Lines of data
>> begin
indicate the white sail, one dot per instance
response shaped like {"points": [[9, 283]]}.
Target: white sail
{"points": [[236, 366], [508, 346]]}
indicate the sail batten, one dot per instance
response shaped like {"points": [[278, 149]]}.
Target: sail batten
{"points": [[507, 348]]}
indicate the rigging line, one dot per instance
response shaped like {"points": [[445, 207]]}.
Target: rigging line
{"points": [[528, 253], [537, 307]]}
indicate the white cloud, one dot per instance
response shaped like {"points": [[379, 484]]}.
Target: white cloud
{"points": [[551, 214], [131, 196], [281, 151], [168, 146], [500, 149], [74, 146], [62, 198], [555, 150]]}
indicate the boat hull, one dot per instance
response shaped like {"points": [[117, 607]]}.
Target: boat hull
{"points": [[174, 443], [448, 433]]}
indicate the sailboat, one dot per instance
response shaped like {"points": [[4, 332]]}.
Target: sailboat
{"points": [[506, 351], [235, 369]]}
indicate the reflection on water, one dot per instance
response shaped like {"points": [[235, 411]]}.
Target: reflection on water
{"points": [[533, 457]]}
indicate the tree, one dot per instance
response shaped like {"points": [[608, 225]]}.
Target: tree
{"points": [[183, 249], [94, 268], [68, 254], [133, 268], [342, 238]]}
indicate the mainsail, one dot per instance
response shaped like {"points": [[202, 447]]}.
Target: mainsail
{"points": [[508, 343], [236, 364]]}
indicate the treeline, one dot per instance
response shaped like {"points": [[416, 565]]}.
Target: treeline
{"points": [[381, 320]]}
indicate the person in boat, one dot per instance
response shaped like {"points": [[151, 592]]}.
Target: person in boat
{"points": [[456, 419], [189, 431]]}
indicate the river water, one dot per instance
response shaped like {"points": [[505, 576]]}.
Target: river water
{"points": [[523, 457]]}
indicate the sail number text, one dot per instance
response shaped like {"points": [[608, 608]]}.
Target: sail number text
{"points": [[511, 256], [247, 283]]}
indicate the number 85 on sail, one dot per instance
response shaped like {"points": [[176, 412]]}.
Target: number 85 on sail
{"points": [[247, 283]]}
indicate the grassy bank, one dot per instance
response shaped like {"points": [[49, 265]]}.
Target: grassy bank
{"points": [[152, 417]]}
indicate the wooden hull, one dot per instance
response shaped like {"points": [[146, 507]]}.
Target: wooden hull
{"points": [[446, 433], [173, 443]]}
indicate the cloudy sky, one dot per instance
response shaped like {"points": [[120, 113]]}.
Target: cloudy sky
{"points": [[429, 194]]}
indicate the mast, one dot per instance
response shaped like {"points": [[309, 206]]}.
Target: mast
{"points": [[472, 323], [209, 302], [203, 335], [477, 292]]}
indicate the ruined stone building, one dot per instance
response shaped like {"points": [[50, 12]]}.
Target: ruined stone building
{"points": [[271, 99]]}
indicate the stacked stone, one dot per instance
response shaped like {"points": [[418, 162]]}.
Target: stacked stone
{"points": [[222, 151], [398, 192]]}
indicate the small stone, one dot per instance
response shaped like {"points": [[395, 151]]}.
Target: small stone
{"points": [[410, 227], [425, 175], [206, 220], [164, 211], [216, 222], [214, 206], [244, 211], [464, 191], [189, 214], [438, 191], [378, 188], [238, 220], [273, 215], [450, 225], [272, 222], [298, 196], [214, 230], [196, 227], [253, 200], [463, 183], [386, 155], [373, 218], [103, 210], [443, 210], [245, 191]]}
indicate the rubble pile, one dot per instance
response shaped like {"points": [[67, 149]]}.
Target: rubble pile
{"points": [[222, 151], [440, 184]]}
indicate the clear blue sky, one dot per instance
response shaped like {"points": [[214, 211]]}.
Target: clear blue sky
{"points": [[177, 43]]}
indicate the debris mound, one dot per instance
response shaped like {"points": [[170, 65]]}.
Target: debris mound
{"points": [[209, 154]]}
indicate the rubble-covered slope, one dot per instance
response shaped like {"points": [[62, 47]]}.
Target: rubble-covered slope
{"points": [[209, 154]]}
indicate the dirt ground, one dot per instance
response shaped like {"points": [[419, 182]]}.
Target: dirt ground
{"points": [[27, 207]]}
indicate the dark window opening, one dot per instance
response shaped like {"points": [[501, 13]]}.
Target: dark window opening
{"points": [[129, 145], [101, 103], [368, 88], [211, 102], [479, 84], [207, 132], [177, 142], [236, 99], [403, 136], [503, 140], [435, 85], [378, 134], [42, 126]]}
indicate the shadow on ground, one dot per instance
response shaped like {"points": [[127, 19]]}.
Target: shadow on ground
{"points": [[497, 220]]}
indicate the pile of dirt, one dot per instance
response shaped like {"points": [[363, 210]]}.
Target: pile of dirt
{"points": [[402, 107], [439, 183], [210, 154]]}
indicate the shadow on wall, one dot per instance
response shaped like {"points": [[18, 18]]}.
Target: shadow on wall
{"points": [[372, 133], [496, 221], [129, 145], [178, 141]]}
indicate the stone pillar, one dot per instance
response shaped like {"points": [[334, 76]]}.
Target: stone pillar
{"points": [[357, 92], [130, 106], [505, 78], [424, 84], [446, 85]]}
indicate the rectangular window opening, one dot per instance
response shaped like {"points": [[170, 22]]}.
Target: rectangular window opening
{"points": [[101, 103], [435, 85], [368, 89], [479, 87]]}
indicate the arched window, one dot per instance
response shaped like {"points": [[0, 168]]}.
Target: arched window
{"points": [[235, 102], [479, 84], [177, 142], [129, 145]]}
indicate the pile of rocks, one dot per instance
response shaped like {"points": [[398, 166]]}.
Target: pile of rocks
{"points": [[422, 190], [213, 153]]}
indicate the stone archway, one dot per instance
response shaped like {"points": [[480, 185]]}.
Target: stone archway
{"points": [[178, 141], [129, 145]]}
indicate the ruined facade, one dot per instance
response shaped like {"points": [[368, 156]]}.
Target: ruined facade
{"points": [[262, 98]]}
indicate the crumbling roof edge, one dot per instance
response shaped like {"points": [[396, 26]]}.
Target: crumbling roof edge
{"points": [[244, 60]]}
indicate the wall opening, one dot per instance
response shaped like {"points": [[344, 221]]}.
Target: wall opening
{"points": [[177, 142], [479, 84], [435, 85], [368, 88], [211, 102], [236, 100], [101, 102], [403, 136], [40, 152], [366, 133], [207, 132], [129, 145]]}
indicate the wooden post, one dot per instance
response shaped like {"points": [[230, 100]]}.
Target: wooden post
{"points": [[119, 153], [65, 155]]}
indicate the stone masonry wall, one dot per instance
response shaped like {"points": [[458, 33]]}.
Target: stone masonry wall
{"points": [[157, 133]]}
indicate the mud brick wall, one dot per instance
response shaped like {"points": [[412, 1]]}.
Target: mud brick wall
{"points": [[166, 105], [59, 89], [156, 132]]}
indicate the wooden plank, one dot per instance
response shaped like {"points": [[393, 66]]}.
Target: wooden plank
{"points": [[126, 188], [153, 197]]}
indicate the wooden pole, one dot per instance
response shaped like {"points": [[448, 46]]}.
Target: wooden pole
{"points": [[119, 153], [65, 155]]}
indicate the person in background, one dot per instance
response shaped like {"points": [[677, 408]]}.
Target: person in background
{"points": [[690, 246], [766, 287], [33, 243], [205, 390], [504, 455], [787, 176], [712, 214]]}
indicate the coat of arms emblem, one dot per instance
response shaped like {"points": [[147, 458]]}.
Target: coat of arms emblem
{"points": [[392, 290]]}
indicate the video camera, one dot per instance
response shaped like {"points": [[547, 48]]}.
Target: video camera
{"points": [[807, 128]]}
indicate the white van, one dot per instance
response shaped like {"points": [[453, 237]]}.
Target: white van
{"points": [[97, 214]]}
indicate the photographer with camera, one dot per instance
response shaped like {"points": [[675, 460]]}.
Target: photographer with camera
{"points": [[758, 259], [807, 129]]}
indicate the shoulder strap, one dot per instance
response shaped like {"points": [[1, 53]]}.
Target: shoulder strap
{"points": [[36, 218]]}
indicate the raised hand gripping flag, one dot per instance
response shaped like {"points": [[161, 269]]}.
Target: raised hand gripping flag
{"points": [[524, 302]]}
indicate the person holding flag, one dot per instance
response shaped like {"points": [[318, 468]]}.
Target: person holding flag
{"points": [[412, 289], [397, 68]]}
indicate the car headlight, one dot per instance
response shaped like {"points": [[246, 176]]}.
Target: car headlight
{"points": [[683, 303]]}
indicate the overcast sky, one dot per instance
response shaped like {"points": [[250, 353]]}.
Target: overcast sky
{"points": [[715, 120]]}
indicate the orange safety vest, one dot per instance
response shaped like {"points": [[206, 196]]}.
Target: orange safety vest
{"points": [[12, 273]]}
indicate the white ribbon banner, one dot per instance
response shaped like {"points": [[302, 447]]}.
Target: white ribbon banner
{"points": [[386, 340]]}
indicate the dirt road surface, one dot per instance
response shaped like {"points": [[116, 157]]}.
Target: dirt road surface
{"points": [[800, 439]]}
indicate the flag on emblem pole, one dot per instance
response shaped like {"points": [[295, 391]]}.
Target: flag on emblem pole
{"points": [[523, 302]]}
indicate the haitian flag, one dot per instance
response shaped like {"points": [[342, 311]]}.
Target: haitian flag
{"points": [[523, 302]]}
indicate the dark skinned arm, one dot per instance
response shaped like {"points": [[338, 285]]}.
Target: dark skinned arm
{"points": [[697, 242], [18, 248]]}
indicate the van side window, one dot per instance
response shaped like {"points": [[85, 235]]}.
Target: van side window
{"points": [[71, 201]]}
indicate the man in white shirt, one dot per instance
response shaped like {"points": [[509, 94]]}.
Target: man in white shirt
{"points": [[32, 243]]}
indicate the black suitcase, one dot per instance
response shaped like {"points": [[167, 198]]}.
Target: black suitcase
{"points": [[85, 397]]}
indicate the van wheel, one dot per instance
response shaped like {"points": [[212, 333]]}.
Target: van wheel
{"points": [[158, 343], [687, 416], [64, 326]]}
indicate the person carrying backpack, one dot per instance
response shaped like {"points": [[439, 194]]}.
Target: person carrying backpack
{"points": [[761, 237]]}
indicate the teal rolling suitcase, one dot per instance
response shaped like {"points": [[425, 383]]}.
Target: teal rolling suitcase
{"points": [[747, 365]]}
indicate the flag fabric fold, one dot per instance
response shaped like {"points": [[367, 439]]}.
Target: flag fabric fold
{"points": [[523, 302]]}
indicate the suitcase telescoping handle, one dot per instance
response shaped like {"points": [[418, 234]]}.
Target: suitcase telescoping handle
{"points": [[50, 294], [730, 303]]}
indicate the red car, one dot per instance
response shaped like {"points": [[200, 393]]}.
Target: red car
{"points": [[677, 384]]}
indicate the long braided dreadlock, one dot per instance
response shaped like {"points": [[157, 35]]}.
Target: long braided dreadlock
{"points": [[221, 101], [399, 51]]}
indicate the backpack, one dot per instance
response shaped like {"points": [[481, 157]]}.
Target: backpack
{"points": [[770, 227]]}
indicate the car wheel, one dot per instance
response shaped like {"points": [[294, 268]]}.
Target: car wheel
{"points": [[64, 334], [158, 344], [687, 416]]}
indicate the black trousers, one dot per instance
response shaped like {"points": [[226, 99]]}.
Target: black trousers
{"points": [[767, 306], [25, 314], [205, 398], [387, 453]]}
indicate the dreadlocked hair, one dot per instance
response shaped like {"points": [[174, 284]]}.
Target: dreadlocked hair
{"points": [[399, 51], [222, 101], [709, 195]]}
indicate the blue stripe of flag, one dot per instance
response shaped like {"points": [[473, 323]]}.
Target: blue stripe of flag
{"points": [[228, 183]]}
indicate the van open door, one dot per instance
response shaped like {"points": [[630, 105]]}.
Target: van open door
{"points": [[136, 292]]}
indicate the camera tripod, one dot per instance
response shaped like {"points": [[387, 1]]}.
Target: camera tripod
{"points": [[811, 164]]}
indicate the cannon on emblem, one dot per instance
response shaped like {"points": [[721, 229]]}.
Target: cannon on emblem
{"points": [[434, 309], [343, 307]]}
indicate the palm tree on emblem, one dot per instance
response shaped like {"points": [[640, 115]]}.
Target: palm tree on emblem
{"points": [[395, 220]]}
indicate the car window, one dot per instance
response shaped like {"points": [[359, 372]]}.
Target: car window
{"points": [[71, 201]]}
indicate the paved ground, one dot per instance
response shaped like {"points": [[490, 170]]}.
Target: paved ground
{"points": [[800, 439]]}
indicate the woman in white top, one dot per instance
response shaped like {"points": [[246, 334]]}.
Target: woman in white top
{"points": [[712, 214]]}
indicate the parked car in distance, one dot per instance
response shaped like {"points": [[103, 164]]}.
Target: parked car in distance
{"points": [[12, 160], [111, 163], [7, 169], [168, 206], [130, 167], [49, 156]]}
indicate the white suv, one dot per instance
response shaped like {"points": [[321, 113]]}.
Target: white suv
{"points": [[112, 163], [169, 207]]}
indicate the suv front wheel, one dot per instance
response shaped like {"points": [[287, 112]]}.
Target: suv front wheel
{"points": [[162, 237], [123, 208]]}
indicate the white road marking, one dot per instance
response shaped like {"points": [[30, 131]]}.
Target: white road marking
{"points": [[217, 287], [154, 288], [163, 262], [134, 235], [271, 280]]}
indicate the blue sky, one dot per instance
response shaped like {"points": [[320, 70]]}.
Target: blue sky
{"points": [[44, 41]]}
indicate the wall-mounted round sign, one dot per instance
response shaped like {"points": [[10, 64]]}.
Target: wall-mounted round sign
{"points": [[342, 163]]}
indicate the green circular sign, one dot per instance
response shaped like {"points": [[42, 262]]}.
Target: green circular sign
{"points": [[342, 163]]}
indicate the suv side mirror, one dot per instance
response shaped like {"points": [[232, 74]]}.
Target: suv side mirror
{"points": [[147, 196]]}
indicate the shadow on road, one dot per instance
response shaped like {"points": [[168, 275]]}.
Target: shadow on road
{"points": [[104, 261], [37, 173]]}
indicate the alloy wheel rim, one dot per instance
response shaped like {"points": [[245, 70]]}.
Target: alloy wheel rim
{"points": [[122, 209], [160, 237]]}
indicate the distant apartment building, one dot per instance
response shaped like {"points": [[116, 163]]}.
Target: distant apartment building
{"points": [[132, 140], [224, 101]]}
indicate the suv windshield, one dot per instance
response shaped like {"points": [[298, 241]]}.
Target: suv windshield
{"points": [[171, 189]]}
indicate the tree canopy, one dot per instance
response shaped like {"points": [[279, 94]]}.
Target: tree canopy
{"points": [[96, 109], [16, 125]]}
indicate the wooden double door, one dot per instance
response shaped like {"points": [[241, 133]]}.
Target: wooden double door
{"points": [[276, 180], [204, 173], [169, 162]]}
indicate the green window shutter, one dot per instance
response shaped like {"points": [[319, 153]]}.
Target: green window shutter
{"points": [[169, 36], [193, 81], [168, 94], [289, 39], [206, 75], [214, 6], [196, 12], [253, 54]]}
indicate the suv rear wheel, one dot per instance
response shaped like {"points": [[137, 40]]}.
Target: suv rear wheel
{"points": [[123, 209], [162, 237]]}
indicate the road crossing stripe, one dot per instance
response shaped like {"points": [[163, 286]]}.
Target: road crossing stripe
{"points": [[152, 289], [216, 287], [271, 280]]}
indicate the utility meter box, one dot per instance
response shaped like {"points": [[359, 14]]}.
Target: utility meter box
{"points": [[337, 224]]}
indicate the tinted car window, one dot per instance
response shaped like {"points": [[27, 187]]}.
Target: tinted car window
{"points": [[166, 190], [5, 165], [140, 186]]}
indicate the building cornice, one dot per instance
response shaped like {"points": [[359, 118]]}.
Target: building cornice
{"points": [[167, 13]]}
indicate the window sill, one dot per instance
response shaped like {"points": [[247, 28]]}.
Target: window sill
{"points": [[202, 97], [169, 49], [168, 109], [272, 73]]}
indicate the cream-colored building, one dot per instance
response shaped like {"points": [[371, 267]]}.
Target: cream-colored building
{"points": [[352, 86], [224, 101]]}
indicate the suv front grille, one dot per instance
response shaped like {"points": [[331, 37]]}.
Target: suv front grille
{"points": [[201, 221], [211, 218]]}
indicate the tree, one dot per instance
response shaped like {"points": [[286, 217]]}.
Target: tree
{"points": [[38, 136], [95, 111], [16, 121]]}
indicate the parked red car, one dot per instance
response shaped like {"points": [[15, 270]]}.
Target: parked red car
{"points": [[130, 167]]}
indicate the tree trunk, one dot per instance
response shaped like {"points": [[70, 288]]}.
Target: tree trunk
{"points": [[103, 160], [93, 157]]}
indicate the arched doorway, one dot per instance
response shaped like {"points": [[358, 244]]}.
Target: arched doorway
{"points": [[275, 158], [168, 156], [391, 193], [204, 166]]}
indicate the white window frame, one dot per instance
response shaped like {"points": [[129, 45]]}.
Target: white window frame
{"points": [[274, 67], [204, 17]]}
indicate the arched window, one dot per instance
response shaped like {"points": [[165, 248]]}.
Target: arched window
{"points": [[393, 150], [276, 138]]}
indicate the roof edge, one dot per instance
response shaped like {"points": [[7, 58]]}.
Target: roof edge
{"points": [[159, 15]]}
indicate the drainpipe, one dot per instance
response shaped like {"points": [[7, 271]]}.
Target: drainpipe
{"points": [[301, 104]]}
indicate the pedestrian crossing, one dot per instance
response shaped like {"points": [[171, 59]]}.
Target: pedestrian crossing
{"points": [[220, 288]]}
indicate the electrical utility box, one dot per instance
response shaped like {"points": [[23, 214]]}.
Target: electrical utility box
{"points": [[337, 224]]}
>> end
■ Aim of the task ■
Begin with the line that contains "indicate the cream-colored" and quote each line after it exactly, stopping after the last line of the data.

■ Result ■
indicate the cream-colored building, one dot per instance
response shaped like {"points": [[371, 267]]}.
Target: cream-colored building
{"points": [[352, 86], [224, 101]]}
indicate the suv front grille, one dot per instance
response shaped like {"points": [[331, 37]]}.
Target: suv front grille
{"points": [[201, 221], [211, 218]]}
indicate the tree, one dot per instance
response shaped like {"points": [[286, 217]]}.
Target: tree
{"points": [[38, 136], [95, 111], [16, 121]]}
indicate the parked red car, one dot per instance
response shaped like {"points": [[15, 270]]}.
Target: parked red car
{"points": [[130, 167]]}
indicate the tree trunk, one dot per instance
response shaped like {"points": [[70, 288]]}.
Target: tree trunk
{"points": [[103, 160], [93, 157]]}
indicate the arched doorway, one dot per instance
response shaped like {"points": [[358, 244]]}.
Target: arched doorway
{"points": [[275, 158], [168, 156], [391, 193], [204, 166]]}
indicate the white window frame, one dot per instance
response shaped like {"points": [[129, 45]]}.
Target: white window frame
{"points": [[274, 67], [204, 17]]}
indicate the arched window, one dot per instance
response shaped like {"points": [[165, 248]]}.
Target: arched window
{"points": [[393, 150], [276, 138]]}
indicate the roof edge, one dot per instance
response shaped like {"points": [[7, 58]]}.
Target: roof edge
{"points": [[159, 15]]}
indicate the drainpipe, one dot per instance
response shaped like {"points": [[7, 271]]}.
Target: drainpipe
{"points": [[301, 104]]}
indicate the pedestrian crossing, one dot per instance
response shaped like {"points": [[171, 59]]}.
Target: pedestrian crossing
{"points": [[220, 288]]}
indicate the electrical utility box, one dot per instance
response shaped like {"points": [[23, 214]]}.
Target: electrical utility box
{"points": [[337, 224]]}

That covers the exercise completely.